Task instructions
Please copy the part of the face recognition abstract starting with "Optical Engineering, Vol." and going on through "of recognition rate.", renaming every "Fisherface" to "Fisher LDA".

Document passage
* Start *
Integrating affinity propagation clustering method with linear discriminant analysis for face recognition

Chunhua Du; Jie Yang; Qiang Wu; Feng Li

doi:10.1117/1.2801735

1 November 2007 Integrating affinity propagation clustering method with linear discriminant analysis for face recognition

Chunhua Du, Jie Yang, Qiang Wu, Feng Li

Author Affiliations +

Optical Engineering, Vol. 46, Issue 11, 110501 (November 2007). https://doi.org/10.1117/1.2801735

Abstract

The Fisherface method suffers from the problem of using all training face images to recognize a test face image. To tackle this problem, we propose combining a novel clustering method, affinity propagation (AP), recently reported in the journal Science, with linear discriminant analysis (LDA) to form a new method, AP-LDA, for face recognition. By using AP, a representative face image for each subject can be obtained. Our AP-LDA method uses only these representative face images rather than all training images for recognition. Thus, it is more computationally efficient than Fisherface. Experimental results on several benchmark face databases also show that AP-LDA outperforms Fisherface in terms of recognition rate.
* End *
Source data
* Start *
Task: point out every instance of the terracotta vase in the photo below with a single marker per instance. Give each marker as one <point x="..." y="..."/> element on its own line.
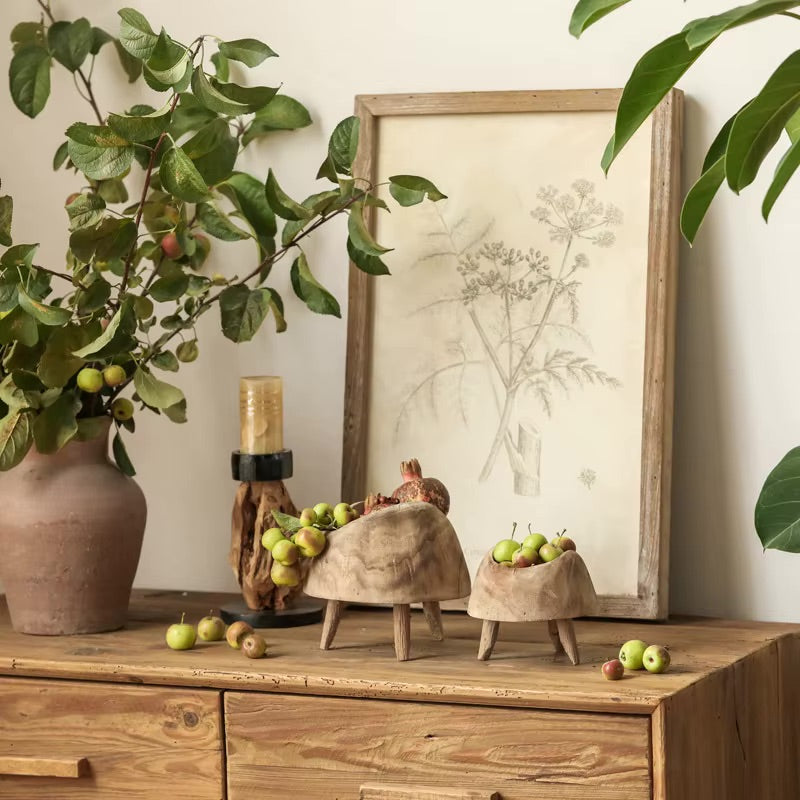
<point x="71" y="529"/>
* End *
Expected answer
Optical Engineering, Vol. 46, Issue 11, 110501 (November 2007). https://doi.org/10.1117/1.2801735

Abstract

The Fisher LDA method suffers from the problem of using all training face images to recognize a test face image. To tackle this problem, we propose combining a novel clustering method, affinity propagation (AP), recently reported in the journal Science, with linear discriminant analysis (LDA) to form a new method, AP-LDA, for face recognition. By using AP, a representative face image for each subject can be obtained. Our AP-LDA method uses only these representative face images rather than all training images for recognition. Thus, it is more computationally efficient than Fisher LDA. Experimental results on several benchmark face databases also show that AP-LDA outperforms Fisher LDA in terms of recognition rate.